◆ Natural-language object grounding data
····················

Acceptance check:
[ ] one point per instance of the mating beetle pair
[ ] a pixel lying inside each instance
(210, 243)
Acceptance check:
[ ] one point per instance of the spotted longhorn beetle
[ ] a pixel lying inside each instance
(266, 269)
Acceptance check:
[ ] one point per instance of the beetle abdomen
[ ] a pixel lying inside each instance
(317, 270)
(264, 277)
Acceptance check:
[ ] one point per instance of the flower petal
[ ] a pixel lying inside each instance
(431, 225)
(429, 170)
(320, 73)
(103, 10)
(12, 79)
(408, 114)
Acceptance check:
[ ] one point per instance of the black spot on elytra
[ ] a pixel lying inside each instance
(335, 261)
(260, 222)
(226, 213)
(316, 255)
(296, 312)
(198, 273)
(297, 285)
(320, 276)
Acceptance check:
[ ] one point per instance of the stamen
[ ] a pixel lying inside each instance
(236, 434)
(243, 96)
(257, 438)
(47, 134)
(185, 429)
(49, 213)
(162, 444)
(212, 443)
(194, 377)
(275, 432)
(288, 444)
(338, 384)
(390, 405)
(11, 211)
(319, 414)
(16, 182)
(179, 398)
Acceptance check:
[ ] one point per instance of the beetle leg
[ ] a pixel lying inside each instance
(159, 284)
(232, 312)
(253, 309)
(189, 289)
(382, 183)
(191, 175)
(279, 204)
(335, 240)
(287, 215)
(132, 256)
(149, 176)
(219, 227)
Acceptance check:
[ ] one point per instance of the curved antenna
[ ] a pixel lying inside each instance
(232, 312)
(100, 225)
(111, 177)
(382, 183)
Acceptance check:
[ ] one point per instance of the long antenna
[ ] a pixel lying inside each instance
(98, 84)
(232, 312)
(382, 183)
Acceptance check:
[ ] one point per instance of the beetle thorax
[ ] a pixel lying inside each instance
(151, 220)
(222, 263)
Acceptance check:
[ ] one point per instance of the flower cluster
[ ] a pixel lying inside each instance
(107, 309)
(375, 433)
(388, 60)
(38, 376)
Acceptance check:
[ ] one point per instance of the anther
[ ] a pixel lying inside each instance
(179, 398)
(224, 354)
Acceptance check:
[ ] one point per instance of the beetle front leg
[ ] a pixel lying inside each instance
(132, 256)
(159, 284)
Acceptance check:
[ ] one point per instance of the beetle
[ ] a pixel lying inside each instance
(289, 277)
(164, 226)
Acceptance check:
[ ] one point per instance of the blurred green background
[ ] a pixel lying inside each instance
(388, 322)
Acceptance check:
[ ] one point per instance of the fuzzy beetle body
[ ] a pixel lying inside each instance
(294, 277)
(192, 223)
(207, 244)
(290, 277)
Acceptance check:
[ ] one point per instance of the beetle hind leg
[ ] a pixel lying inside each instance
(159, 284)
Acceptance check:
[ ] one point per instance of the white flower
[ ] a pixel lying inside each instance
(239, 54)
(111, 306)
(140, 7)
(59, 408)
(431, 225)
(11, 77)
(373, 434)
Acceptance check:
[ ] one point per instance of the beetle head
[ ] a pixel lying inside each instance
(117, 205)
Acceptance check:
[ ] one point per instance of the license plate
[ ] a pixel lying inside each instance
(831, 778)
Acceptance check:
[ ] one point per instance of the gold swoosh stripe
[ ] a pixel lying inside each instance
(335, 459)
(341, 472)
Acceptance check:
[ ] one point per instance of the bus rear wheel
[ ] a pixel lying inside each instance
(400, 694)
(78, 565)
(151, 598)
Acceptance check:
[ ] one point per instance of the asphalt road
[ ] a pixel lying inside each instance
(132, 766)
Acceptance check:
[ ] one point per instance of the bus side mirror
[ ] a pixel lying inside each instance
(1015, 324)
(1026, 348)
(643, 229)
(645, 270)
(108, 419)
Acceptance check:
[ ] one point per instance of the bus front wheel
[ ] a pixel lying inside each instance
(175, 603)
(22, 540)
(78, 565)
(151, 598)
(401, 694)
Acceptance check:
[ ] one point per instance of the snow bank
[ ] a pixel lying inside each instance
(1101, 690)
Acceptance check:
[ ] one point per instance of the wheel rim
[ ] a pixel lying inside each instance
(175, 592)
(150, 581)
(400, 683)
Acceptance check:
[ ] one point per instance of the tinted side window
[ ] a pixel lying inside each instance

····················

A faithful, word-for-word copy of the data is the expected answer.

Acceptance check:
[ ] one point per instance of the mating beetle pair
[ ] a pixel lying inside each instance
(210, 243)
Acceptance check:
[ ] one point per instance of the spotted longhorn beetle
[ ] a pixel lying inside each instance
(266, 269)
Acceptance check:
[ ] one point per instance of the beetle abdomen
[ ] a pixel lying inside each instance
(317, 270)
(264, 277)
Acceptance check:
[ ] one point per instance of the flower petal
[ ] a pixel lying inside each instance
(431, 225)
(429, 170)
(320, 73)
(103, 10)
(12, 79)
(408, 114)
Acceptance check:
[ ] one point per instance of the black spot on elytra
[ ] a pixel lying inside each instance
(335, 261)
(260, 222)
(226, 213)
(316, 255)
(296, 312)
(198, 273)
(297, 285)
(320, 276)
Acceptance check:
[ ] one point per instance of the stamen
[ ] a pixel lying inside each instance
(236, 434)
(243, 96)
(257, 438)
(47, 134)
(185, 429)
(49, 213)
(162, 444)
(212, 443)
(194, 377)
(275, 432)
(288, 444)
(338, 384)
(390, 405)
(11, 211)
(319, 414)
(16, 182)
(179, 398)
Acceptance check:
[ ] one point per instance of the beetle leg
[ ] a pixel lying inside each instance
(159, 284)
(232, 312)
(253, 309)
(189, 289)
(382, 183)
(191, 175)
(279, 204)
(335, 240)
(287, 215)
(132, 256)
(149, 176)
(219, 227)
Acceptance check:
[ ] one point per instance of the curved antenna
[ ] a pixel lying inside each instance
(232, 312)
(100, 225)
(111, 177)
(382, 183)
Acceptance check:
[ ] one point per instance of the long antenna
[ ] a pixel lying inside each instance
(98, 84)
(232, 312)
(382, 183)
Acceptance check:
[ ] one point per instance of the beetle thorax
[ ] a pixel lying inside each instance
(151, 220)
(222, 263)
Acceptance check:
[ ] one point per instance of the flower cluster
[ ] a pixel lying inside each instance
(107, 309)
(375, 433)
(388, 60)
(38, 376)
Acceptance check:
[ ] one point per instance of the anther
[ ] a pixel lying inside each instance
(179, 398)
(224, 354)
Acceptance check:
[ ] one point per instance of the beetle front leg
[ ] a pixel lying inside each instance
(132, 256)
(159, 284)
Acceptance check:
[ ] one point per instance of the beetle
[ ] a pixel lying inside each instance
(289, 277)
(164, 226)
Acceptance check:
[ ] one point per instance of the blurred green background
[ ] a pixel lying inside each instance
(388, 322)
Acceptance check:
[ ] one point per instance of the fuzzy beetle body
[ ] a pixel lying inside each instance
(294, 277)
(192, 223)
(207, 244)
(290, 277)
Acceptance check:
[ ] one point per instance of the beetle hind leg
[ ] a pixel lying inside each instance
(159, 284)
Acceptance check:
[ ] one point per instance of the white flower
[ ] a pixel lying inside each instance
(239, 54)
(111, 306)
(140, 7)
(59, 408)
(431, 225)
(11, 77)
(373, 434)
Acceptance check:
[ ] one point per instance of the beetle head
[ ] a pixel lying inside each instance
(117, 205)
Acceptance check:
[ ] one point per instance of the license plate
[ ] a pixel lying inside each instance
(831, 778)
Acceptance check:
[ ] one point per instance of the gold swoosh stripe
[ ] a pixel lying inside each instance
(335, 459)
(341, 472)
Acceptance check:
[ ] one point per instance of the bus rear wheel
[ ] a pixel lying inside each instance
(400, 694)
(78, 565)
(151, 598)
Acceptance check:
[ ] one point per instance of the asphalt road
[ ] a pixel lying inside each instance
(132, 766)
Acceptance check:
[ ] one point per instance of the bus side mirror
[ ] a pixel lying inside each instance
(1015, 324)
(1026, 348)
(643, 229)
(645, 270)
(108, 419)
Acceptance check:
[ ] one point per instance of the bus front wheel
[ ] a pixel lying inside each instance
(175, 603)
(22, 540)
(78, 565)
(151, 598)
(401, 694)
Acceptance check:
[ ] one point per instance of the snow bank
[ ] a pixel lying inside each instance
(1101, 690)
Acceptance check:
[ ] one point per instance of the wheel rim
[ ] a pixel lying inside each instance
(175, 592)
(150, 581)
(400, 683)
Acceptance check:
[ ] one point per instance of the tinted side window
[ ] a pixel lying inside each instance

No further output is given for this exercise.